■ GIVEN DATA
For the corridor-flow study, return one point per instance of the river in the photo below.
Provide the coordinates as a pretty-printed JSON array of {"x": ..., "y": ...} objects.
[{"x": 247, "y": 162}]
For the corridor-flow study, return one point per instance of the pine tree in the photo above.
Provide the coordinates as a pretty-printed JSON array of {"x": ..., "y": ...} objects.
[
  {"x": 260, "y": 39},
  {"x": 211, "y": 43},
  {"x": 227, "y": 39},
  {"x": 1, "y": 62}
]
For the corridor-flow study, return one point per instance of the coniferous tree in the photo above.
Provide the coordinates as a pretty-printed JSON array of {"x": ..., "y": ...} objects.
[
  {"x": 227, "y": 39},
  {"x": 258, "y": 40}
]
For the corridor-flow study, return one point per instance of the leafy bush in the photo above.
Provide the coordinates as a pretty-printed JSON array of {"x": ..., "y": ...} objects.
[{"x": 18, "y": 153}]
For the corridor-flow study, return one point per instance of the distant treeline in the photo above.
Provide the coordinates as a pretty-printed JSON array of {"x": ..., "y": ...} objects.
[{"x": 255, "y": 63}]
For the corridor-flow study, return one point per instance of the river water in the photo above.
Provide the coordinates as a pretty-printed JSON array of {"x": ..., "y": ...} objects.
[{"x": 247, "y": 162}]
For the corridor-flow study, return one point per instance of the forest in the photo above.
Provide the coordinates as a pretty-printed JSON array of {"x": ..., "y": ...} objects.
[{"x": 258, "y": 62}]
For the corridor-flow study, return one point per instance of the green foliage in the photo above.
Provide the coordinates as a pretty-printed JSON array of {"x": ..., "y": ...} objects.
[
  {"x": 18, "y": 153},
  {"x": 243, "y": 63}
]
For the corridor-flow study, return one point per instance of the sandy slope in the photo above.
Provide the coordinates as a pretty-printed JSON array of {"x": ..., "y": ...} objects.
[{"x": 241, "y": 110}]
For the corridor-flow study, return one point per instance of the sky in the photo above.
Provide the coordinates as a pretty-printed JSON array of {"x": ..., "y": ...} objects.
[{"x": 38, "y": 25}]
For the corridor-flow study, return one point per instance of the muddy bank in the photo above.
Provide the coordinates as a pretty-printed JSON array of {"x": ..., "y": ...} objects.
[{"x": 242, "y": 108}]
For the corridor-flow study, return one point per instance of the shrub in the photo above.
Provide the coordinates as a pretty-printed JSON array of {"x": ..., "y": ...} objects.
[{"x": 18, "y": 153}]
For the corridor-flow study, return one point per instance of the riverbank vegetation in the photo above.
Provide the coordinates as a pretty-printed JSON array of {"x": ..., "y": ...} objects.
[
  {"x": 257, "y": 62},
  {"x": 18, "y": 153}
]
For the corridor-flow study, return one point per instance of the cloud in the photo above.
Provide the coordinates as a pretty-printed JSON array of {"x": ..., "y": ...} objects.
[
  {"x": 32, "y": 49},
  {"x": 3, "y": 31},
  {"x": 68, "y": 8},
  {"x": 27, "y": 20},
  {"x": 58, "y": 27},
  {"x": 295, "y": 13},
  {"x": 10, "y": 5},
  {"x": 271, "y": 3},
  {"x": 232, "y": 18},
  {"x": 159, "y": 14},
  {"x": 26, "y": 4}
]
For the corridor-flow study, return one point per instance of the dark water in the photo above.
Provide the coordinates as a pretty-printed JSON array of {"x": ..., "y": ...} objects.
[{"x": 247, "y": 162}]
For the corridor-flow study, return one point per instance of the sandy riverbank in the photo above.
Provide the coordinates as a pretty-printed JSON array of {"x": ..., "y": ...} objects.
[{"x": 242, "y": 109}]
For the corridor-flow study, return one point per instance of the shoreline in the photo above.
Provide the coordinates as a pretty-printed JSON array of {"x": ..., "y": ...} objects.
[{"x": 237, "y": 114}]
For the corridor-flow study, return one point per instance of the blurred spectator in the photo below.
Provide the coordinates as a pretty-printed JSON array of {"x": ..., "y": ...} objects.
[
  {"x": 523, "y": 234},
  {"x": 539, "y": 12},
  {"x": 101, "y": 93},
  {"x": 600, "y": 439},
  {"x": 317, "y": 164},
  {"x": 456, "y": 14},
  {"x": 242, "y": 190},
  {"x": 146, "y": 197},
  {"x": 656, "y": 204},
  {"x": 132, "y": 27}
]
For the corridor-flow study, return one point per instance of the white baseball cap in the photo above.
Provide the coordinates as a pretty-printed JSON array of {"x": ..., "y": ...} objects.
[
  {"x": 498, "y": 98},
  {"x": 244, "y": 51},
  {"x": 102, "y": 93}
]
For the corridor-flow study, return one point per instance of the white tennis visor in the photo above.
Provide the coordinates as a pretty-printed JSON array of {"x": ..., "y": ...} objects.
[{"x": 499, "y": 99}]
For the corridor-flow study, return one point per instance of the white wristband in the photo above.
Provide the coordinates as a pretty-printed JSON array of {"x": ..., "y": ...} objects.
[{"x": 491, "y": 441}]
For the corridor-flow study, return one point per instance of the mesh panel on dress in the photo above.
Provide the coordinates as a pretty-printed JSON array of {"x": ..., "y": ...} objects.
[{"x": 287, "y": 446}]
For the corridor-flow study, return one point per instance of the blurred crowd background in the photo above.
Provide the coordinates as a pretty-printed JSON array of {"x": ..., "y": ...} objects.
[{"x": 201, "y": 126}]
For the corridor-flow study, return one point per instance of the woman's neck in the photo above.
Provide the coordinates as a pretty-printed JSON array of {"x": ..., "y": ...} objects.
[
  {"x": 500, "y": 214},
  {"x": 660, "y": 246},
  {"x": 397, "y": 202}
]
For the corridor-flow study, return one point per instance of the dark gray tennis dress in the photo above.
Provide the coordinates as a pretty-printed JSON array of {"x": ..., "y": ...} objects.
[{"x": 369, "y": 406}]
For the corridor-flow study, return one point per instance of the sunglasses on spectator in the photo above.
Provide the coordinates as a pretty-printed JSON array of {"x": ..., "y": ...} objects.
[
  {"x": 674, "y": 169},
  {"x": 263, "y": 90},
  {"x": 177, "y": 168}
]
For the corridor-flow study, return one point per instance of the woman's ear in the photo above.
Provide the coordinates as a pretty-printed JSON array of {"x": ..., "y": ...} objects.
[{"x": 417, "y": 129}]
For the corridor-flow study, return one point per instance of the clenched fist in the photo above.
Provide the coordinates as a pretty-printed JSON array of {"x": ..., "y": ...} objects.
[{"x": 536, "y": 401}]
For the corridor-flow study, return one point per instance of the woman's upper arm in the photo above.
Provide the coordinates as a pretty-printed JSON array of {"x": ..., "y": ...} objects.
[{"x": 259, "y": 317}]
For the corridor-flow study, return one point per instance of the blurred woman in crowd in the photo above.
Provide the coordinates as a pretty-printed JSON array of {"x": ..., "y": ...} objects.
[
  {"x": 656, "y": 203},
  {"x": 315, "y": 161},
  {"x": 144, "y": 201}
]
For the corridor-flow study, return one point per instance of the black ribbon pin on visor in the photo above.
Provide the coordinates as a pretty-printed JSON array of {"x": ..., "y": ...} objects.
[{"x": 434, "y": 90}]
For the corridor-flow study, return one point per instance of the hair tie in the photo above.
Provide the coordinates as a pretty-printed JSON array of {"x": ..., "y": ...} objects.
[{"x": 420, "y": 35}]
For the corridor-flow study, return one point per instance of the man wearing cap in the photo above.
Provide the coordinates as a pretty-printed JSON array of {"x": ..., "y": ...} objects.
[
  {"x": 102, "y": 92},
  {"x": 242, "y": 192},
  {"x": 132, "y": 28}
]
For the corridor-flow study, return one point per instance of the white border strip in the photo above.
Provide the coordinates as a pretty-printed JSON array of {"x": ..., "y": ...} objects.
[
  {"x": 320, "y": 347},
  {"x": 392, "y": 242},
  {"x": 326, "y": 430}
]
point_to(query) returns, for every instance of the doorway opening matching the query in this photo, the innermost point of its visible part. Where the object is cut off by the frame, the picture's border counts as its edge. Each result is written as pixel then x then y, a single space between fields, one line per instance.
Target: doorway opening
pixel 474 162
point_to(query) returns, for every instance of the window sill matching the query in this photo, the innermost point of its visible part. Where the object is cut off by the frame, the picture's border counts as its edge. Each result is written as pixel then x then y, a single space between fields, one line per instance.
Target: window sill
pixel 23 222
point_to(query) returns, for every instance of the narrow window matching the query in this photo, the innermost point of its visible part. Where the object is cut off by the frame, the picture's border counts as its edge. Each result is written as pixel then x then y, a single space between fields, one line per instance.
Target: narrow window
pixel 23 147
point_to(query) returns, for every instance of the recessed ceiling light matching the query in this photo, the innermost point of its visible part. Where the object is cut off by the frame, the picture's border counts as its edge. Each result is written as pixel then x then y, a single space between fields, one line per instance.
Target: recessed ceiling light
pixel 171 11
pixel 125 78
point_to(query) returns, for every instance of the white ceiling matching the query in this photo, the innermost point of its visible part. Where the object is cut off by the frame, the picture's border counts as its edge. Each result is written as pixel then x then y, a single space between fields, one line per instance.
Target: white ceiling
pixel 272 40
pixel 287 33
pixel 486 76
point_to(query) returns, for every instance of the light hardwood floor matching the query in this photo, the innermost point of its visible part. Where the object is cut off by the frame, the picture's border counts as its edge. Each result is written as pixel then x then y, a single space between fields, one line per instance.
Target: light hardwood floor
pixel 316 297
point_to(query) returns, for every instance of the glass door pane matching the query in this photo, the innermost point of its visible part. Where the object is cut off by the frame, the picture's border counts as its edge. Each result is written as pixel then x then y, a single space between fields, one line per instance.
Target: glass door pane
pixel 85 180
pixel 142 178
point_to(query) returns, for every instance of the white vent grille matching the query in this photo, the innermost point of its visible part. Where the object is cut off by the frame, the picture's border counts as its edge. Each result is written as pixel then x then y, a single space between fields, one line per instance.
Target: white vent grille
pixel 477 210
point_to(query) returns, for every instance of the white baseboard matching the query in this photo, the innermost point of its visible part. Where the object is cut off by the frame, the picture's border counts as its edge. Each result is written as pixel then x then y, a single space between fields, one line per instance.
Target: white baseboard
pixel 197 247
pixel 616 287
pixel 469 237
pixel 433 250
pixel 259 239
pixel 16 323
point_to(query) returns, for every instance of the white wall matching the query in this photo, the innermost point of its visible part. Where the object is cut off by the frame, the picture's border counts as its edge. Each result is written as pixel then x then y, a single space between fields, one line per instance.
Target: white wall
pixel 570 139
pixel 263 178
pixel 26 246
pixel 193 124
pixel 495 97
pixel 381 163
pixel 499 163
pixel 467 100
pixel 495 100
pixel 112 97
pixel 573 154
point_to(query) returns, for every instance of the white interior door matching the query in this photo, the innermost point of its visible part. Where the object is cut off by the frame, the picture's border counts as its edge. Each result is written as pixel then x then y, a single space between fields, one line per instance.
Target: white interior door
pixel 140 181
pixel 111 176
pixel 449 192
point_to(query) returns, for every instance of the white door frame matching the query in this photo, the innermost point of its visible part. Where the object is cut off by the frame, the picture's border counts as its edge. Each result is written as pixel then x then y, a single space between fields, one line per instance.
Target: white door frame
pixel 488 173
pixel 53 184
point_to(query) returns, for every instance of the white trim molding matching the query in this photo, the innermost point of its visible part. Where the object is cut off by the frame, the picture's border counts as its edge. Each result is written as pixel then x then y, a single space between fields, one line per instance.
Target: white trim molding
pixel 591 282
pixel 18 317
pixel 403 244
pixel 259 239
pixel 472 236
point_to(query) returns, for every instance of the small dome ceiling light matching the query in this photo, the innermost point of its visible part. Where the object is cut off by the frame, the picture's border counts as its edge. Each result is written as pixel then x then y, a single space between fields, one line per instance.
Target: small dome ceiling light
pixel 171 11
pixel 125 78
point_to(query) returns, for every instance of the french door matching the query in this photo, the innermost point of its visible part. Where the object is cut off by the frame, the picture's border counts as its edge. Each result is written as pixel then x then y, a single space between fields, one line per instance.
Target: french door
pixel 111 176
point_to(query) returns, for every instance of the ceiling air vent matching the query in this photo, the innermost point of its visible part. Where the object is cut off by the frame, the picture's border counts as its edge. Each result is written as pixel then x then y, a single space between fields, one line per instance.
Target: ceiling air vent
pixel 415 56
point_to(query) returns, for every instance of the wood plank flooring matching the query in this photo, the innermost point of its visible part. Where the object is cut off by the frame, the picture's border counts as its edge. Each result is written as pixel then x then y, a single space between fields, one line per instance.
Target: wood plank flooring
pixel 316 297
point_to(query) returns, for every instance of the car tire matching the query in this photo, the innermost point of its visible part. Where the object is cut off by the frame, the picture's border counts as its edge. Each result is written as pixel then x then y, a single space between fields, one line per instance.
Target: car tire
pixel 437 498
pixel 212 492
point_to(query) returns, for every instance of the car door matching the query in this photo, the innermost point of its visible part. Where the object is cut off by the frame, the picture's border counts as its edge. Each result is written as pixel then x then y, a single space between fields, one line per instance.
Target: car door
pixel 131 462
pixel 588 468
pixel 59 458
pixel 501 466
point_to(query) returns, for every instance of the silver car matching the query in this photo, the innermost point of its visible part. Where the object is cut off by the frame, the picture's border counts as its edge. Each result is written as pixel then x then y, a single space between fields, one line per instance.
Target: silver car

■ WHAT YOU SHOULD DO
Exactly reproduce the lines that run from the line with "point_to(query) returns, for every instance of the french" through the last line of the records, inclusive.

■ SOLUTION TO THIS EXERCISE
point_to(query) returns, for every instance of the french door matching the query in this photo, the innermost point of its visible part. Where the object is cut off by the frame, the picture's border counts as its edge. Each result is written as pixel then x then y, a single space between fields, one line per instance.
Target: french door
pixel 111 176
point_to(query) returns, for every instance of the ceiling air vent matching the query in this photo, the innermost point of its visible part. Where the object is cut off by the frame, the picture's border counts as its edge. Each result is written as pixel then x then y, a single space between fields, one line per instance.
Target: ceiling air vent
pixel 415 56
point_to(query) returns, for every instance of the wood plank flooring matching the query in this photo, the innermost point of its visible part. Where the object is cut off by the frame, the picture's border counts as its edge. Each result is written as pixel then x then y, a single space between fields, one line per instance.
Target: wood plank flooring
pixel 316 297
point_to(query) returns, for every instance of the car tire matching the query in this photo, the innermost point of its visible part. Where the object is cut off by the frame, the picture's border counts as its edge. Each result is written as pixel then x then y, a single space between fields, one line per instance.
Target: car tire
pixel 437 498
pixel 212 492
point_to(query) returns, for every instance of the car door matching the query in this photo, the innermost point of its visible part. Where the object is cut off by the frame, the picture's border counts as its edge. Each result is written as pixel then x then y, a single space between fields, one line per instance.
Target: car door
pixel 131 462
pixel 588 468
pixel 59 458
pixel 501 466
point_to(query) returns, for every instance of the silver car matching the query in this photo, the innermost point of its visible part. Where the object is cut off by the frame, the picture's border counts as its edge. Each result is written as pixel then x then y, a single space between fields, one line per instance.
Target: silver car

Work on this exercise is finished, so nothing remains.